Dataset entries —
++++++++

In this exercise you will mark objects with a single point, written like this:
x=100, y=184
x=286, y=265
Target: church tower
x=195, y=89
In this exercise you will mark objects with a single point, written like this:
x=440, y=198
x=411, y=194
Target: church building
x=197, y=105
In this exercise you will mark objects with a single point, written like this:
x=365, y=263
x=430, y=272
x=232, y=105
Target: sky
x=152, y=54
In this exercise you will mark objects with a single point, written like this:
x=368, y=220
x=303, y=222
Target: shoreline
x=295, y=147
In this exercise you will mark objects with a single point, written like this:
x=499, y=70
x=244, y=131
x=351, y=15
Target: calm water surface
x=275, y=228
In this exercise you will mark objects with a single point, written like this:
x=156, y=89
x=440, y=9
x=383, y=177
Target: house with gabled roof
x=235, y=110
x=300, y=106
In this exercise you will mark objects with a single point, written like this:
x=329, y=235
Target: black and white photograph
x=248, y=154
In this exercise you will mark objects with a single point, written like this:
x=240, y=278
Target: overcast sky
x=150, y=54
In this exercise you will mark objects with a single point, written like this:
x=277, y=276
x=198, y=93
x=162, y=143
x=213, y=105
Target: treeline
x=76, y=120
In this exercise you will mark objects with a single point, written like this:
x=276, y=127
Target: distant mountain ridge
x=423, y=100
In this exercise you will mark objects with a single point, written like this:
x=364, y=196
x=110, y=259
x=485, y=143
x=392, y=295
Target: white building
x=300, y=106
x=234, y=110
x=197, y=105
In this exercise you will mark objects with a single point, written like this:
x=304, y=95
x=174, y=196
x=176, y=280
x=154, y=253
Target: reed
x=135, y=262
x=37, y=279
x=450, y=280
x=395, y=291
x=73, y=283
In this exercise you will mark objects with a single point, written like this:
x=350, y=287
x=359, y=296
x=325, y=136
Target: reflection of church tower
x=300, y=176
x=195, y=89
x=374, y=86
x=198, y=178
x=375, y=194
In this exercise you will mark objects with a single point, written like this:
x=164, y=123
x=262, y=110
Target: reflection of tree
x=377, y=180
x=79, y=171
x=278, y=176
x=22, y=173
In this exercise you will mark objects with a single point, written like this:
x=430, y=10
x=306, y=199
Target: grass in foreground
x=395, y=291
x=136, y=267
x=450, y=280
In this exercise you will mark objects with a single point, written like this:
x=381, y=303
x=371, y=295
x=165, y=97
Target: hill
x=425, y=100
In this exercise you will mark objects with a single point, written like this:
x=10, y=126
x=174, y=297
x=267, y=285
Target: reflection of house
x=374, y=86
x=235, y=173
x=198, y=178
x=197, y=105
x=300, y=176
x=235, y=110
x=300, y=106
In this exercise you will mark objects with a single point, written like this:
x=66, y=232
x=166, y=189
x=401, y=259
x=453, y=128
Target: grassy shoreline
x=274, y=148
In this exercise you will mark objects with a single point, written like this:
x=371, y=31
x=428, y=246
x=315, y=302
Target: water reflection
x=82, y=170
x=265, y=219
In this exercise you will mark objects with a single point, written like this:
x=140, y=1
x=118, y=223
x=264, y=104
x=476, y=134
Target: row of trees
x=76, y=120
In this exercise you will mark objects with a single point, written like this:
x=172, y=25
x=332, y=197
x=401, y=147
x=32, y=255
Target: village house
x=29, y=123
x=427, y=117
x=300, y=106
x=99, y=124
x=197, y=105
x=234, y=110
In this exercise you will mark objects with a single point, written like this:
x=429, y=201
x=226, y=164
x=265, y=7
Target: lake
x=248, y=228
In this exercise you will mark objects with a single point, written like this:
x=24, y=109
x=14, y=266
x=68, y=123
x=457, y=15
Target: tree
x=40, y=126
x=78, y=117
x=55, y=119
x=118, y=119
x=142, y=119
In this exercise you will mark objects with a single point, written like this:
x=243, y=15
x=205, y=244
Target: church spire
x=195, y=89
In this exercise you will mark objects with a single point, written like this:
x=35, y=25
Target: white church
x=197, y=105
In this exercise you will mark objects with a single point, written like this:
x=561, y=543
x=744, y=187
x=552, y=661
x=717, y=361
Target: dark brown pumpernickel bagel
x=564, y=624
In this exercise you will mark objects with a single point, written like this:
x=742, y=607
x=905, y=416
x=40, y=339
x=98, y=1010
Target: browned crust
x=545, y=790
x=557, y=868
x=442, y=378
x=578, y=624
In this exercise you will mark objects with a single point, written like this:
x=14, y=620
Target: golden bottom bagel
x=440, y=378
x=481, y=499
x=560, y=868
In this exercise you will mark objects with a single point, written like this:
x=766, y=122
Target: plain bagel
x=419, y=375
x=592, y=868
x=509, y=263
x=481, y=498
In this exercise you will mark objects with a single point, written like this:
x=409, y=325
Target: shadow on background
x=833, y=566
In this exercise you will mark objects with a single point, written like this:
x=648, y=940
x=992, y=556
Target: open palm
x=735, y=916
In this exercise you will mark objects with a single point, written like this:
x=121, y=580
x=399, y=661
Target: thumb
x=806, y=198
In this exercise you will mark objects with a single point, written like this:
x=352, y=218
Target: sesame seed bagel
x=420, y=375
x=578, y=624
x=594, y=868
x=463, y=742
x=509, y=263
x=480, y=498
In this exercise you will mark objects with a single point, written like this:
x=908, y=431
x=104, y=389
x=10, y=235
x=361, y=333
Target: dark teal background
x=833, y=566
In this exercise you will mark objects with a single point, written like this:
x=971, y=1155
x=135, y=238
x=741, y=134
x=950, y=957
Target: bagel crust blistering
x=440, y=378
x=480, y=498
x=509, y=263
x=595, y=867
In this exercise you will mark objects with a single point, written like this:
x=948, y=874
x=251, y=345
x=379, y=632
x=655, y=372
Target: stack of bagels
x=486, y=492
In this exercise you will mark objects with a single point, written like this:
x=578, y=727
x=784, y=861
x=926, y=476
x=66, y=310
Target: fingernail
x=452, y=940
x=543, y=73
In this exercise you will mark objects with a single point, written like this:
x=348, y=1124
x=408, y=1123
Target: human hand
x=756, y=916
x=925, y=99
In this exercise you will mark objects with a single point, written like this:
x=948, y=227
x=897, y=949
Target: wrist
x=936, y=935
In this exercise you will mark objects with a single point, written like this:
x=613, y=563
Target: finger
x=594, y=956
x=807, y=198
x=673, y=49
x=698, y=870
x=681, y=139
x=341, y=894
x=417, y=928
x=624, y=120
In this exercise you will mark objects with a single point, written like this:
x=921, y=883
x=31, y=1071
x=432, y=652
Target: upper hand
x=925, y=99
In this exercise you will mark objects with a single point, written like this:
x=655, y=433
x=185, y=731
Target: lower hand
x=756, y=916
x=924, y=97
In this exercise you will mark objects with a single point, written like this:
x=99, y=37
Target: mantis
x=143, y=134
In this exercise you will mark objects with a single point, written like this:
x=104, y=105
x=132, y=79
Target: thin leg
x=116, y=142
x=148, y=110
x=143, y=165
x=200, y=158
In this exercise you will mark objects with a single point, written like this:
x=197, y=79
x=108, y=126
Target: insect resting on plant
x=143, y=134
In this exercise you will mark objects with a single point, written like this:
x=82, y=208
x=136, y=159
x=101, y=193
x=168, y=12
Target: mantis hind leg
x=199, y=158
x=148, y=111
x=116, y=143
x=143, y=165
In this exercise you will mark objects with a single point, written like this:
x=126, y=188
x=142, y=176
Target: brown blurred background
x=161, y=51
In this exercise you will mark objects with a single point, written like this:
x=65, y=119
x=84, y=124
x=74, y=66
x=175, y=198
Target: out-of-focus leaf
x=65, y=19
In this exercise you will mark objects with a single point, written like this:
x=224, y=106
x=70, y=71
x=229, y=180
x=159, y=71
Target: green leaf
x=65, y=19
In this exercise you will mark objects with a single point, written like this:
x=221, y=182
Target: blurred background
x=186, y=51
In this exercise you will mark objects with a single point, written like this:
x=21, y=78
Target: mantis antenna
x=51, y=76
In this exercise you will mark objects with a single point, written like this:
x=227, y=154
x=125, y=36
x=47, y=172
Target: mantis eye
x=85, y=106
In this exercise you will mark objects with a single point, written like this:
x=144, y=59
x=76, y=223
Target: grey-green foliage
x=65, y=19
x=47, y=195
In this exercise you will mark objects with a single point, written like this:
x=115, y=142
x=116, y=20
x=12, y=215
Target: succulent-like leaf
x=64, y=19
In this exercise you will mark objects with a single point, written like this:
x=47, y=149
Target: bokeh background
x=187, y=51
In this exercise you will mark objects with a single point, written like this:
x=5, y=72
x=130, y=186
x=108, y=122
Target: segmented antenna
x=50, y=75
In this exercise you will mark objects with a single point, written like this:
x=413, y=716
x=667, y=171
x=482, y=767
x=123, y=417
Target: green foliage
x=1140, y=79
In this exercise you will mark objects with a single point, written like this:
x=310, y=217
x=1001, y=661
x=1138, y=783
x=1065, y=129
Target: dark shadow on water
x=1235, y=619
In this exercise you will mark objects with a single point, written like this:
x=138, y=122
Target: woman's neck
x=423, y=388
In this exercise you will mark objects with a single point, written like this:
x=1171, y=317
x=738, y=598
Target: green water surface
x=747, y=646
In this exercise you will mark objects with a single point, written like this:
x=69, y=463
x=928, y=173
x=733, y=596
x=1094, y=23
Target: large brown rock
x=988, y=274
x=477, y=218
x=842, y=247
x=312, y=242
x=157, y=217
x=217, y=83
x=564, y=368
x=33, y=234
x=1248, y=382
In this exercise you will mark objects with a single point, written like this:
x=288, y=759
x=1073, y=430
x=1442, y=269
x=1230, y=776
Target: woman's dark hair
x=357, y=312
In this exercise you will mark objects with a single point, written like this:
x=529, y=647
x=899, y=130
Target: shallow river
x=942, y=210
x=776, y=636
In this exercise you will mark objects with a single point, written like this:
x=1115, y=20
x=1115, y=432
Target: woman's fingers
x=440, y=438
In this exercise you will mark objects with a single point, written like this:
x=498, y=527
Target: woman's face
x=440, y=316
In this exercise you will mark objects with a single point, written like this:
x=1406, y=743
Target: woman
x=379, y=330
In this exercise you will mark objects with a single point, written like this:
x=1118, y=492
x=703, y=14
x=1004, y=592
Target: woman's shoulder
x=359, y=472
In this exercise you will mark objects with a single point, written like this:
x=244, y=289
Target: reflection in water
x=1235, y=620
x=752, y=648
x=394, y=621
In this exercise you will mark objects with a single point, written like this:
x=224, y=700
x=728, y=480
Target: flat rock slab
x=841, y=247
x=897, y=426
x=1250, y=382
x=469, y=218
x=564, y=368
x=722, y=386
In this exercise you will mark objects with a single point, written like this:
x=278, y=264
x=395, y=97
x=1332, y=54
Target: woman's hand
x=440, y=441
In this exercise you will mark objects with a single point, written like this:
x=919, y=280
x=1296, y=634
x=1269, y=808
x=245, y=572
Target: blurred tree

++++++++

Set exercise — Copy everything from the start of the records down to the line that contains "x=295, y=147", swapping "church" for "chapel" and leaving the rest unchanged.

Exercise result —
In this exercise you will mark objects with a single point, written like this:
x=100, y=184
x=286, y=265
Target: chapel tower
x=195, y=89
In this exercise you will mark objects with a single point, written like this:
x=440, y=198
x=411, y=194
Target: chapel building
x=197, y=105
In this exercise you will mark objects with a single point, written like this:
x=365, y=263
x=430, y=272
x=232, y=105
Target: sky
x=152, y=54
In this exercise you will mark objects with a single point, written like this:
x=368, y=220
x=303, y=222
Target: shoreline
x=295, y=147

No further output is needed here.